• [Required work]:
[1] List every person named in the passage about the Bold Glamour filter.
[2] Write the next part of the passage about the Bold Glamour filter, starting after its final sentence.

• [Given text]:

================================

Angela Zhang is one TikTok creator who pointed this out in a video that has garnered seven million views as of Wednesday afternoon. She tells Yahoo Life that she found herself curious about the differences she perceived in the function of this particular filter from others.
"With the traditional filters, when you put your hand in front of your face it immediately kind of gives away that you have a filter, you have something layered on top of your face. Because you see like the lipstick tint or the eyeliner and eyelashes floating," she says. "But this filter, with all the girls and guys that were using it, people will be touching their face, they'll be putting their hand in front of their lips or trying to smudge their eyebrows and it's just like their face."
Zhang credited Luke Hurd, a TikToker who creates AR filters, for helping her understand the phenomenon. Hurd's page features his own in-depth analysis of Bold Glamour where he talks about the machine learning technology that makes it so "next level."
"This actually takes the camera image itself and then processes it. It does track your face," Hurd said in his video, noting that traditional filters simply overlay a 3D mesh that's taught to find your face within a two-dimensional screen.
"It's the most seamless," Zhang adds.
Dennis worries that that's a big part of the problem.
"I'm a big believer in informed consent as a physician and I think that's one of the huge problems for this and so much of social media. When you're downloading these filters on these apps, it's not like a warning pops up," she says. "For people with a certain set of risk factors, these kinds of filters, these kinds of messages that you are not good enough, you have to change how you look, you will never be accepted, can worsen depression, worsen suicidal thoughts, worsen people with disordered eating or body image issues."
Because as easy as the filters are to apply online, the ability to actually resemble them in real life is one that would take extreme measures.
"When a person uses filters on most pictures, their authentic self tends to become subpar in their eyes," Rubenstein explains. "Because the filter is so unrealistic, seeing oneself without it can feel like a letdown and cause negative self-esteem. A person might spend excessive time in front of a mirror picking apart things they don’t like, they may take excessive pictures of themselves, or obsess over others on social media who seem to have the perfect looks. They may turn to cosmetic surgery to look more like their filtered self. Others may resort to extreme dieting to mimic the ‘body tune’ portion that some filters offer, which slims and shapes the figure. Others might feel anxious about going out where they must show their real face and body and fear it won't be sufficient."

================================

• [Data section]:
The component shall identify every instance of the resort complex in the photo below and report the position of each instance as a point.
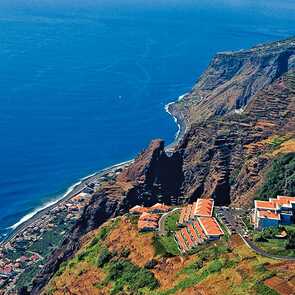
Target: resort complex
(198, 225)
(274, 212)
(149, 216)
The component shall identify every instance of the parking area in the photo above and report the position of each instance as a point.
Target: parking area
(232, 219)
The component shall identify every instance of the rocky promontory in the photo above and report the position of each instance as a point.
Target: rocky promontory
(239, 109)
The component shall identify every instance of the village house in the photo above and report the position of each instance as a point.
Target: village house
(197, 224)
(148, 222)
(137, 210)
(274, 212)
(200, 208)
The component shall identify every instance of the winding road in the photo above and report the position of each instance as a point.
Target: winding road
(162, 231)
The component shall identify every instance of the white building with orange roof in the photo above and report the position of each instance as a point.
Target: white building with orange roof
(159, 208)
(200, 208)
(138, 209)
(275, 212)
(210, 227)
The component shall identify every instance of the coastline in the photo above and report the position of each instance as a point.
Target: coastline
(84, 182)
(73, 190)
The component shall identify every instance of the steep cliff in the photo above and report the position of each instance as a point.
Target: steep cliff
(233, 78)
(225, 157)
(235, 115)
(152, 177)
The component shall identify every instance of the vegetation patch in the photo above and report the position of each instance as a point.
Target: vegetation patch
(270, 240)
(280, 179)
(125, 276)
(165, 246)
(171, 222)
(262, 289)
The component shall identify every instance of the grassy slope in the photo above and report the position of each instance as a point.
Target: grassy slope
(218, 268)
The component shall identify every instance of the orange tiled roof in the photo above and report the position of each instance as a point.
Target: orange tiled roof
(285, 200)
(210, 226)
(188, 213)
(193, 233)
(138, 209)
(188, 238)
(149, 217)
(265, 205)
(160, 207)
(193, 210)
(142, 224)
(182, 215)
(199, 230)
(204, 207)
(268, 214)
(181, 241)
(291, 199)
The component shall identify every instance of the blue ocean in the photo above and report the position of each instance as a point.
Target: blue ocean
(83, 84)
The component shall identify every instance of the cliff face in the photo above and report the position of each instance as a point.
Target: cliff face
(233, 78)
(152, 177)
(225, 157)
(224, 153)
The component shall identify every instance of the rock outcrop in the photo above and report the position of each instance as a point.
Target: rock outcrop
(224, 152)
(233, 78)
(153, 176)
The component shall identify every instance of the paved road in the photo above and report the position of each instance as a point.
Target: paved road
(258, 250)
(162, 221)
(233, 222)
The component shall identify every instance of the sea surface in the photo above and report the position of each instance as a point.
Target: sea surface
(83, 84)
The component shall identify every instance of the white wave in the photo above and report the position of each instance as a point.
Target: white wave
(46, 205)
(69, 190)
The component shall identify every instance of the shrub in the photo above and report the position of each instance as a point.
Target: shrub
(291, 241)
(151, 264)
(104, 257)
(280, 179)
(124, 274)
(125, 253)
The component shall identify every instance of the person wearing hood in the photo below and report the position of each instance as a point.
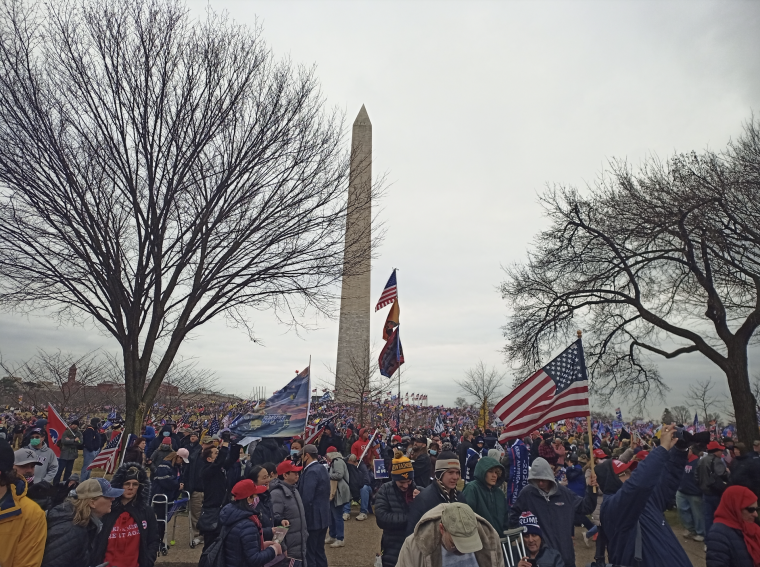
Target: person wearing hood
(554, 506)
(340, 494)
(474, 454)
(639, 506)
(288, 506)
(23, 528)
(129, 536)
(734, 540)
(443, 490)
(92, 443)
(48, 462)
(392, 508)
(452, 534)
(74, 525)
(244, 544)
(484, 495)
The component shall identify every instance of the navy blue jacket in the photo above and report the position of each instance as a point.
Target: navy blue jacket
(726, 548)
(643, 498)
(689, 484)
(242, 545)
(314, 487)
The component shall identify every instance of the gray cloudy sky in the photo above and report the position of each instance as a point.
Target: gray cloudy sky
(475, 107)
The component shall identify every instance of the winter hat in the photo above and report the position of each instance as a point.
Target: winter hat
(7, 457)
(460, 521)
(401, 467)
(529, 523)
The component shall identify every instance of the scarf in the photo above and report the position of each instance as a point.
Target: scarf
(729, 513)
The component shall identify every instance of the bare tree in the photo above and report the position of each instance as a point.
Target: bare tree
(702, 395)
(682, 415)
(670, 254)
(157, 172)
(484, 386)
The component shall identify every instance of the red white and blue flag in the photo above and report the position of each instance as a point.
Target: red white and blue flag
(557, 391)
(389, 293)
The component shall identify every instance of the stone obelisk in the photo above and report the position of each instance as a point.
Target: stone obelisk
(353, 333)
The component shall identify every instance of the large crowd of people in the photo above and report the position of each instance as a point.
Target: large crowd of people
(451, 494)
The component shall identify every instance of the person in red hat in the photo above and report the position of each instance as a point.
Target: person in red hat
(287, 505)
(712, 476)
(244, 544)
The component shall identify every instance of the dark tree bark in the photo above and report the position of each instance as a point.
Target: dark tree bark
(158, 172)
(661, 262)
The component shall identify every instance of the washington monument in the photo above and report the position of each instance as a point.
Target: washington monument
(353, 333)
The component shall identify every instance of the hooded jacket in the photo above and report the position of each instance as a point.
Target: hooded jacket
(242, 545)
(142, 513)
(555, 510)
(23, 529)
(642, 499)
(46, 471)
(391, 513)
(68, 545)
(287, 505)
(423, 548)
(488, 501)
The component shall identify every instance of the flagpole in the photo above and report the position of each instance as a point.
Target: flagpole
(590, 433)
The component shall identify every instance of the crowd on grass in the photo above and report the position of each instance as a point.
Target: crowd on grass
(448, 495)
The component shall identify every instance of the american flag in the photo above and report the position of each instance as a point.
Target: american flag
(106, 459)
(213, 429)
(389, 293)
(557, 391)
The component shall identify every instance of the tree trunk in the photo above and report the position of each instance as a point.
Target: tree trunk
(745, 405)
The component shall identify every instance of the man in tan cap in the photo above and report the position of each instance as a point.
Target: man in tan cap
(452, 534)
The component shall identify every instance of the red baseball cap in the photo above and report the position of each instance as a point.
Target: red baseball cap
(246, 488)
(620, 466)
(287, 466)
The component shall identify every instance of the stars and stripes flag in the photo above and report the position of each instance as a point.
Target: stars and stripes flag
(557, 391)
(106, 459)
(390, 292)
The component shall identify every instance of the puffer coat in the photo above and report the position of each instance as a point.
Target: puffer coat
(287, 505)
(68, 545)
(391, 513)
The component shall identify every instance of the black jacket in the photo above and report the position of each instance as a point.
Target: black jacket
(142, 512)
(268, 451)
(726, 548)
(422, 472)
(68, 545)
(425, 501)
(392, 515)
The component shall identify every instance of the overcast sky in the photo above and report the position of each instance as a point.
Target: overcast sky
(475, 107)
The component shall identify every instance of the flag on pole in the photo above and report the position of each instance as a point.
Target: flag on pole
(559, 390)
(106, 459)
(390, 292)
(392, 355)
(55, 428)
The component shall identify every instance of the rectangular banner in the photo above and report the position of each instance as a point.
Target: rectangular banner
(283, 415)
(380, 471)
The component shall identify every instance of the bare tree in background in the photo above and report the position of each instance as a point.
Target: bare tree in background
(669, 254)
(157, 172)
(702, 396)
(682, 415)
(365, 388)
(484, 386)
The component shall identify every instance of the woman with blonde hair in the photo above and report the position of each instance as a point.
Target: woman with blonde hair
(74, 525)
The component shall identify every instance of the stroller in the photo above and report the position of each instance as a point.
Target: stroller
(167, 511)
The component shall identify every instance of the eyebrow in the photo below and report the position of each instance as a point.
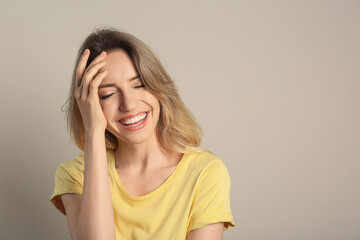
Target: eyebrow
(113, 85)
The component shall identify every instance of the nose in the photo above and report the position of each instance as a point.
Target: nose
(127, 102)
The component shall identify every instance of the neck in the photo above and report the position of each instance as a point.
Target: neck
(142, 157)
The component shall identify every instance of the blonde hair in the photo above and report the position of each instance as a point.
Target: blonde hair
(176, 128)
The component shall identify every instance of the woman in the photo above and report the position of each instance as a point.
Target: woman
(142, 174)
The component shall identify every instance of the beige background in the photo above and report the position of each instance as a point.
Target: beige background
(275, 85)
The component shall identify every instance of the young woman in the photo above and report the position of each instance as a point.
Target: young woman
(142, 174)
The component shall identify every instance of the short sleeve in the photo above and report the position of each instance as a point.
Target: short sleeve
(211, 202)
(69, 178)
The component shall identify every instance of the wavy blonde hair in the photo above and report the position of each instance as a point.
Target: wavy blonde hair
(176, 128)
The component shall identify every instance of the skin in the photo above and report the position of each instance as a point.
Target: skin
(141, 164)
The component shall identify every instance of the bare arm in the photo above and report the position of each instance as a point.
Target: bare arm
(96, 217)
(90, 215)
(210, 232)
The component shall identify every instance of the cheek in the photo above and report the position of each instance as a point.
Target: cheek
(107, 110)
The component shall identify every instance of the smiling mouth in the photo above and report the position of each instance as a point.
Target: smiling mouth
(134, 121)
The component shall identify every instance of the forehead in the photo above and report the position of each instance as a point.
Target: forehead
(118, 65)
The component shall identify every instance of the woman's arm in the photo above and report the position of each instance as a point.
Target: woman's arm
(92, 217)
(209, 232)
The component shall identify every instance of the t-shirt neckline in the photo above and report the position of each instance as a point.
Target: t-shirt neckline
(161, 188)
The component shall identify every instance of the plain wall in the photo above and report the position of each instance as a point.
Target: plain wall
(274, 84)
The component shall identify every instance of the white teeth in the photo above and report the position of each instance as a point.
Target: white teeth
(135, 119)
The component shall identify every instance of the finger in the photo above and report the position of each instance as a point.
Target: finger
(82, 64)
(88, 78)
(94, 85)
(81, 67)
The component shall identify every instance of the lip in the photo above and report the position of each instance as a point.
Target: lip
(137, 127)
(131, 116)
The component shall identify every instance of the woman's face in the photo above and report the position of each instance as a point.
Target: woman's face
(131, 111)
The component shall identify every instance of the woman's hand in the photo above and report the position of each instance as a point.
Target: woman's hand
(86, 92)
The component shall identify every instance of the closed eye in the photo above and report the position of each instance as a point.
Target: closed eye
(140, 86)
(105, 97)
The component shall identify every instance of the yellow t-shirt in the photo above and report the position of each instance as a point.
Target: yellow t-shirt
(194, 195)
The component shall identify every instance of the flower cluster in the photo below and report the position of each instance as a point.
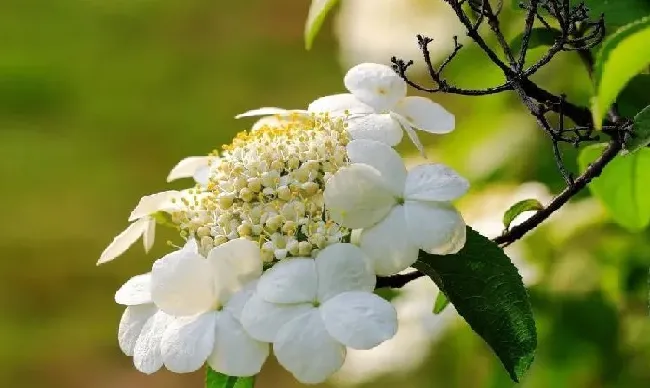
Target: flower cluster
(269, 257)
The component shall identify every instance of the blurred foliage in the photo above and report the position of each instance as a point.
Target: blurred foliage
(98, 99)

================================

• [Answers by task]:
[1] Angela Zhang, Luke Hurd, Dennis, Rubenstein

[2]
This wasn't the intent of the filter's creators at TikTok.
"Creative effects offer our community a creative medium for self expression. As with all effects on TikTok, videos featuring the Bold Glamour effect are disclosed with a tag directly on the video, so users can transparently see which effects are used," a TikTok spokesperson tells Yahoo Life.
Nevertheless, more people are speaking out about the inherent danger of the look being popularized across TikTok feeds, including Katie Couric who said, "Use them wisely or preferably not at all."
"Appearing as beautiful as possible to exist is a really dangerous message to send, particularly to young kids," Mustafa says. "That this is just a part of requirements of their life to look appealing to other people, even if it's not particularly appealing to themselves. I want people to feel beautiful, no matter where they're coming from and what they decide to do with their bodies."
If you or someone you know is experiencing suicidal thoughts, call 911 or the National Suicide Prevention Lifeline at 988 or 1-800-273-8255, or text HOME to the Crisis Text Line at 741741.
If you or someone you know is struggling with an eating disorder, call the National Eating Disorders Association hotline at 1-800-931-2237.